Given task 1
Condense the paragraph of the Institutional Robotics post that begins "Self-Refereeing in RoboCup" into two shorter sentences, keeping its main facts.

Applications of Institutional Robotics

The goal of this post is to find better applications for Institutional Robotics. I present some of them and I will be updating the list. Please feel free to comment and increase this list. All your contributions will be credited.

  • Defense Regulation: we cannot prevent military use of robots. However, its use might be regulated by neutral and trustworthy organisations as the ONU. For instance, robots are forbidden to kill civilians.
  • Civil Regulation: in case robots were used by civilians in common-life tasks, they might be also regulated by each country in order to prevent misuses. For instance, prevent robots to steal, harm, kill, etc. following the orders of its owner.
  • Self-Refereeing in RoboCup: adversarial teams of robots are currently being developed to play soccer, but the referees are still humans controlling robots remotely. A global view of the match, namely all sensor data from all robots, might be used to enforce the rules of the game transparently to robot reasoners [1, Future Work, New applications of norms].

    Aibo robots playing soccer
    Aibo robots playing soccer

    An extract of my thesis, section New applications of norms:
    […]In this thesis, following the Electronic Institutions tradition we applied in our examples the regulation of Multi-agent systems (MAS) to e-commerce, mainly to auctions. However, we want to find and exploit new interesting applications of norms in MAS that may lead to enrich the current model. We envisage its application in robot soccer and autonomic networking.

Data records
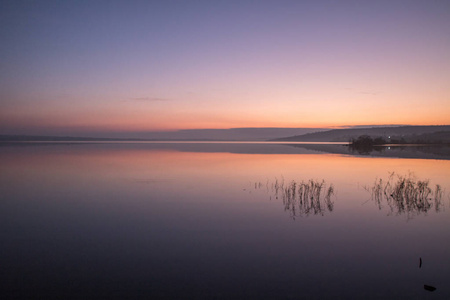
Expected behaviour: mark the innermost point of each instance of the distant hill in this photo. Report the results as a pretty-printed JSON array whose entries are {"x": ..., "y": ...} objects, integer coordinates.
[{"x": 428, "y": 134}]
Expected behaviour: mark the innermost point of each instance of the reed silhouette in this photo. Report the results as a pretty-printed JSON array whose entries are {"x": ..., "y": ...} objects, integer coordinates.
[
  {"x": 405, "y": 194},
  {"x": 302, "y": 198}
]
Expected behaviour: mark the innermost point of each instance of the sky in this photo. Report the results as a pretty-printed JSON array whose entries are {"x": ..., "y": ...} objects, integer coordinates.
[{"x": 86, "y": 67}]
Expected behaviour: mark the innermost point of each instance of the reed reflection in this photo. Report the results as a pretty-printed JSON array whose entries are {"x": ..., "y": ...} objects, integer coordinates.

Given task 2
From the records, arrange as a numbered list the part that opens with the line containing "sky in this" and continues through the end of the records, leaving out blank lines.

Written reply 1
In RoboCup, teams of robots play soccer against each other, but humans still referee by controlling robots remotely. A global view of the match, drawn from all sensor data from every robot, could enforce the rules transparently to the robots' reasoners.

Written reply 2
1. Expected behaviour: mark the innermost point of each instance of the sky in this photo. Report the results as a pretty-printed JSON array whose entries are {"x": ..., "y": ...} objects, integer coordinates.
2. [{"x": 86, "y": 67}]
3. Expected behaviour: mark the innermost point of each instance of the reed reflection in this photo. Report the results as a pretty-printed JSON array whose entries are {"x": ..., "y": ...} objects, integer coordinates.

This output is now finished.